»»
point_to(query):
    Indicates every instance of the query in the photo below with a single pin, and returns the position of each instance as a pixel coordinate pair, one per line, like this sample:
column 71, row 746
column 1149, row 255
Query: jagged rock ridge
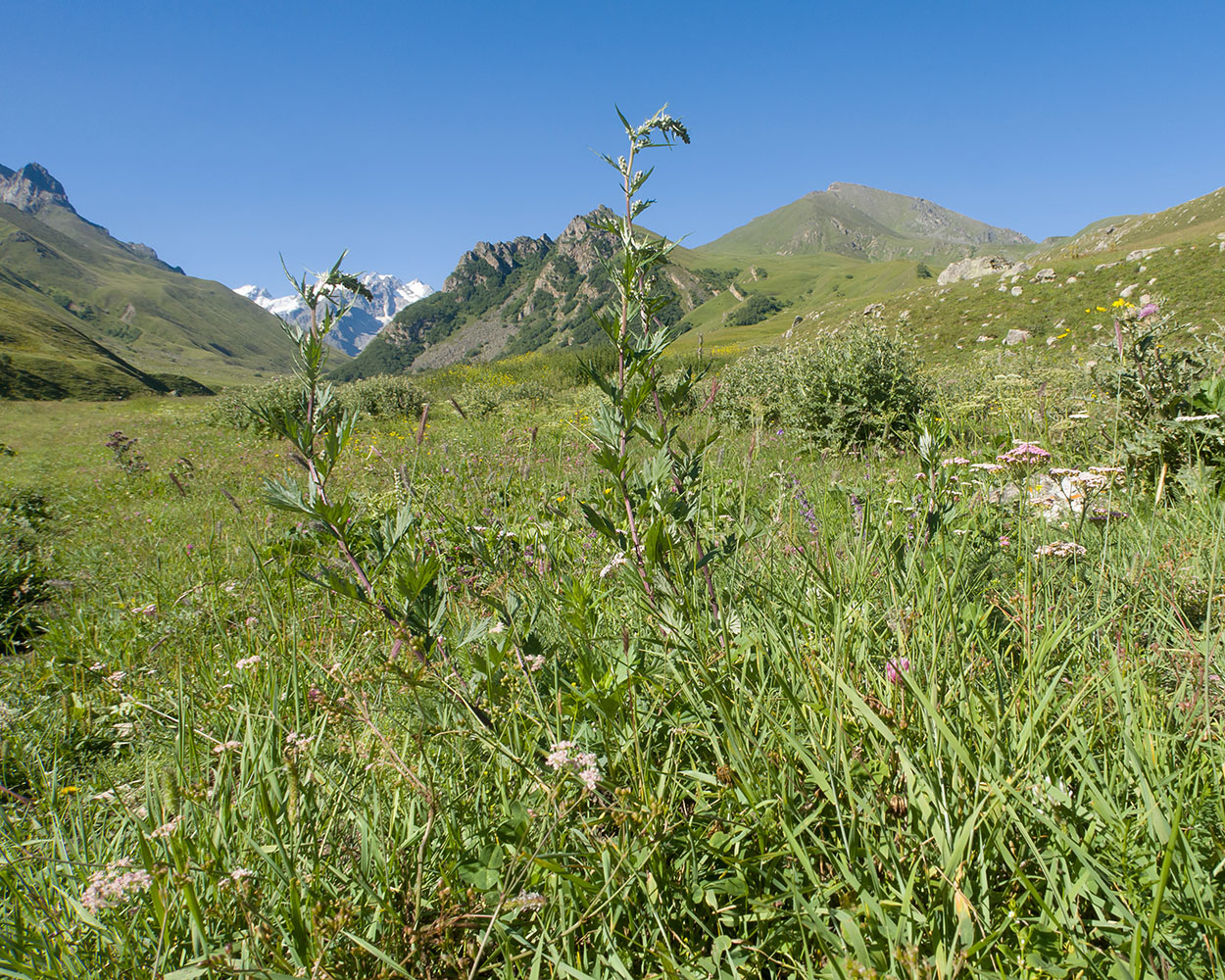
column 515, row 297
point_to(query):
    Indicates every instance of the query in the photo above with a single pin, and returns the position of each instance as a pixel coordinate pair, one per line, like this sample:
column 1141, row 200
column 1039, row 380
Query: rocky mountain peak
column 586, row 244
column 30, row 189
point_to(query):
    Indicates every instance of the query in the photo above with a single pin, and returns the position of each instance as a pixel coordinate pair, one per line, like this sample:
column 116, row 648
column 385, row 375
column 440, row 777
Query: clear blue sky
column 223, row 133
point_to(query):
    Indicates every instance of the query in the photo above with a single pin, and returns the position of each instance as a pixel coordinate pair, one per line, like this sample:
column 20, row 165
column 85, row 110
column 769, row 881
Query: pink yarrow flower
column 1025, row 454
column 583, row 763
column 116, row 885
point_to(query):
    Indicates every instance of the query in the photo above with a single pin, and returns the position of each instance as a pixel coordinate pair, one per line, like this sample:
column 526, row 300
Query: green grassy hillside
column 59, row 269
column 867, row 223
column 1064, row 312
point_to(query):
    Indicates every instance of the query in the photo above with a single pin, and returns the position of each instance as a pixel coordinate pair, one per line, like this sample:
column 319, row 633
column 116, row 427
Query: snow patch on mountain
column 363, row 322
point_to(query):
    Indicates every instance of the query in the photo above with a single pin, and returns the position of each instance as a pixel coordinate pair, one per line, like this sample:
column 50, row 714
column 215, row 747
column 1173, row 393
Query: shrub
column 1171, row 396
column 244, row 407
column 853, row 388
column 754, row 310
column 484, row 397
column 23, row 574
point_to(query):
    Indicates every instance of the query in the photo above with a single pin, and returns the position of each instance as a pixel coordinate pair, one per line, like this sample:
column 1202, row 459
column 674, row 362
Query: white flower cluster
column 583, row 763
column 114, row 886
column 1059, row 550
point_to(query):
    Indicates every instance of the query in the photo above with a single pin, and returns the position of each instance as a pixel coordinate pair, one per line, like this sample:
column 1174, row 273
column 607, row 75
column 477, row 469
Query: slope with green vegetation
column 513, row 298
column 58, row 269
column 1061, row 300
column 867, row 223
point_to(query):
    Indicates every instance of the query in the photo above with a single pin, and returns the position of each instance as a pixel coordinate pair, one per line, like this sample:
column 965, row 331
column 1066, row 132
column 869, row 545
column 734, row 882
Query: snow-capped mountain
column 364, row 319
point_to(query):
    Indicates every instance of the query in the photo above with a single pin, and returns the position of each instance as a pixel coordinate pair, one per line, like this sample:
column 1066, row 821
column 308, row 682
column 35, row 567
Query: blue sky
column 223, row 133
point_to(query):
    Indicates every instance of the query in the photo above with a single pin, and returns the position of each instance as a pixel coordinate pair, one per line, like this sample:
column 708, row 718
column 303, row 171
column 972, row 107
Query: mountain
column 363, row 321
column 866, row 223
column 1056, row 307
column 86, row 315
column 1185, row 221
column 515, row 297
««
→ TO DO: The full listing above, duplicated exactly and without its pictures, is the answer.

→ COMPLETED TASK:
point_to(query):
    Indicates every instance of the query in the photo below with a single pin, and returns the position of each instance as a pixel coordinate pair, one per line, like this sample:
column 71, row 746
column 1149, row 255
Query: jagged rock ridge
column 515, row 297
point_to(query):
    Indicates every instance of the query in the photo above with a single pin, and returns the position of each instance as a pixel coordinate pair, one per line, like this sample:
column 1141, row 200
column 1039, row 380
Query: rocky mountain peak
column 586, row 244
column 30, row 189
point_to(query):
    Indicates every instance of the query in the photo above with a single pin, and returns the position of each instance as a pixel coordinate pair, one per line, like this sample:
column 116, row 648
column 385, row 375
column 440, row 777
Query: clear blue sky
column 223, row 133
point_to(query):
    Indicates every instance of the query in the photo above with a single pin, and returns the position of each instance as a pixel coordinate pair, one per line, like this sample:
column 20, row 165
column 85, row 110
column 769, row 881
Query: pink yarrow flower
column 1025, row 454
column 583, row 763
column 116, row 885
point_to(query):
    Indicates every instance of the query in the photo above with a single pin, and returns the position of each instance as a pixel coordinate pair, one per line, like this sample:
column 526, row 300
Query: green grassy hillside
column 59, row 269
column 867, row 223
column 1064, row 312
point_to(query):
    Indicates every instance of the query in the photo above with a single pin, and returns the position of each instance as a pixel coordinate pair, one per line, like this sample:
column 319, row 633
column 116, row 427
Query: snow patch on mountain
column 363, row 322
point_to(query):
    Indicates every instance of the query in the photo above with a single pin, and returns the position of each instance as a pixel coordinate pair, one per line, like this sample:
column 50, row 714
column 215, row 747
column 1173, row 393
Query: shrub
column 1171, row 396
column 244, row 407
column 853, row 388
column 754, row 310
column 484, row 397
column 23, row 574
point_to(query):
    Indicates every instance of the query in the photo above with a single pin, and returns the position of each instance as a pixel coordinate pair, one per line, like this sample:
column 1202, row 459
column 674, row 362
Query: white flower cluster
column 583, row 763
column 114, row 886
column 1059, row 550
point_to(query):
    Indicates every instance of the query in the photo above with a single pin, and returns the position of each instance as a pixel coordinate pair, one per line, like this sample:
column 1174, row 273
column 607, row 75
column 477, row 469
Query: slope with green vegetation
column 513, row 298
column 58, row 269
column 1061, row 300
column 867, row 223
point_to(query):
    Indicates every instance of the query in the photo above with a single pin, and returns the position of each instance as a pixel coordinate pair, one per line, like this sample:
column 965, row 331
column 1066, row 132
column 869, row 545
column 734, row 882
Query: snow-capped mountain
column 364, row 319
point_to(query):
    Indicates every instance of the query in the photo above with a single pin, and returns the position of each instance as a pixel coordinate pair, one per line, like this sample:
column 1066, row 821
column 308, row 682
column 35, row 567
Query: blue sky
column 223, row 133
point_to(query):
    Indicates every instance of the query in the photo above with a single pin, and returns the position of each instance as a pixel coordinate pair, one per line, like this sample:
column 708, row 718
column 303, row 171
column 972, row 107
Query: mountain
column 363, row 321
column 866, row 223
column 1056, row 307
column 86, row 315
column 1185, row 221
column 515, row 297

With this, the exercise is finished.